To do
Put every line of the data below into a Markdown table with the columns Row and Line. Number the rows in order, and leave out blank lines.

=-=-=

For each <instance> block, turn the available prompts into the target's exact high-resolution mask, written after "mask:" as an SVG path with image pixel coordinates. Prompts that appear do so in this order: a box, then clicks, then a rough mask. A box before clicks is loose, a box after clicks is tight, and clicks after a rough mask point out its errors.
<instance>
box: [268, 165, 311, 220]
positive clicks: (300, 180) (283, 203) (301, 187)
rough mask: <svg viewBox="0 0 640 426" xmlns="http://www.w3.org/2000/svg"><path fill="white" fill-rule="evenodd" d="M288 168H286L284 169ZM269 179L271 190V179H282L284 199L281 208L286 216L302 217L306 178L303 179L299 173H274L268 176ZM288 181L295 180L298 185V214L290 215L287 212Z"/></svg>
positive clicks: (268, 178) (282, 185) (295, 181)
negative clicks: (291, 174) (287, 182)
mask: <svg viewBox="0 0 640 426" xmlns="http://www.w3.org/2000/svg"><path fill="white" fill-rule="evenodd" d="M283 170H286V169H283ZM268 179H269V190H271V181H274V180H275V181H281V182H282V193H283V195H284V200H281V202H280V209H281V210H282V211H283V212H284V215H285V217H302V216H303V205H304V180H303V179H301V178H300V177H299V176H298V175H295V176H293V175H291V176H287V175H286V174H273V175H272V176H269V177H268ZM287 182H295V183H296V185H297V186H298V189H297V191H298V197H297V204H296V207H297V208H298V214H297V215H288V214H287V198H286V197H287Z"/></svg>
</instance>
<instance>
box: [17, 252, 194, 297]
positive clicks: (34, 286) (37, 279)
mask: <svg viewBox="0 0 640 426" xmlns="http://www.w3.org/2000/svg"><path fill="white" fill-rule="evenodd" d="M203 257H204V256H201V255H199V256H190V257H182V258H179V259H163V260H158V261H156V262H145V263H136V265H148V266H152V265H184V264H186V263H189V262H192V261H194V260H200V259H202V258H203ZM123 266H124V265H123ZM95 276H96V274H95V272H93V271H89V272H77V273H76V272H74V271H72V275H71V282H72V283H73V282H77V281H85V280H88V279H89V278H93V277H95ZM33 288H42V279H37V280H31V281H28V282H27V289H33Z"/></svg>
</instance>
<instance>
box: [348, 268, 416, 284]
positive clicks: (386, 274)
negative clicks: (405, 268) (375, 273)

=-=-=

Task output
| Row | Line |
|---|---|
| 1 | For each <instance> block, turn the available prompts into the target's exact high-resolution mask, written after "mask:" as an SVG path with image pixel coordinates. Prompts that appear do so in this order: a box, then clicks, then a rough mask. A box before clicks is loose, a box after clicks is tight, and clicks after a rough mask point out its errors. |
| 2 | <instance> |
| 3 | box: [268, 165, 311, 220] |
| 4 | positive clicks: (300, 180) (283, 203) (301, 187) |
| 5 | rough mask: <svg viewBox="0 0 640 426" xmlns="http://www.w3.org/2000/svg"><path fill="white" fill-rule="evenodd" d="M288 168H286L284 169ZM269 179L271 190V179H282L284 199L281 208L286 216L302 217L306 178L303 179L299 173H274L268 176ZM288 181L295 180L298 185V214L290 215L287 212Z"/></svg> |
| 6 | positive clicks: (268, 178) (282, 185) (295, 181) |
| 7 | negative clicks: (291, 174) (287, 182) |
| 8 | mask: <svg viewBox="0 0 640 426" xmlns="http://www.w3.org/2000/svg"><path fill="white" fill-rule="evenodd" d="M283 170H286V169H283ZM268 179H269V190H271V181H274V180H275V181H281V182H282V193H283V195H284V200H281V202H280V209H281V210H282V211H283V212H284V215H285V217H302V216H303V205H304V180H303V179H301V178H300V177H299V176H298V175H295V176H293V175H291V176H287V175H286V174H273V175H272V176H269V177H268ZM287 182H295V183H296V185H297V186H298V189H297V191H298V197H297V204H296V207H297V208H298V214H297V215H288V214H287V198H286V197H287Z"/></svg> |
| 9 | </instance> |
| 10 | <instance> |
| 11 | box: [17, 252, 194, 297] |
| 12 | positive clicks: (34, 286) (37, 279) |
| 13 | mask: <svg viewBox="0 0 640 426" xmlns="http://www.w3.org/2000/svg"><path fill="white" fill-rule="evenodd" d="M203 257H204V256H201V255H199V256H190V257H182V258H179V259H163V260H158V261H156V262H145V263H136V265H148V266H152V265H184V264H186V263H189V262H192V261H194V260H200V259H202V258H203ZM123 266H124V265H123ZM95 276H96V274H95V272H93V271H89V272H77V273H76V272H74V271H72V275H71V282H72V283H73V282H77V281H85V280H88V279H89V278H93V277H95ZM33 288H42V279H37V280H31V281H28V282H27V289H33Z"/></svg> |
| 14 | </instance> |
| 15 | <instance> |
| 16 | box: [348, 268, 416, 284] |
| 17 | positive clicks: (386, 274) |
| 18 | negative clicks: (405, 268) (375, 273) |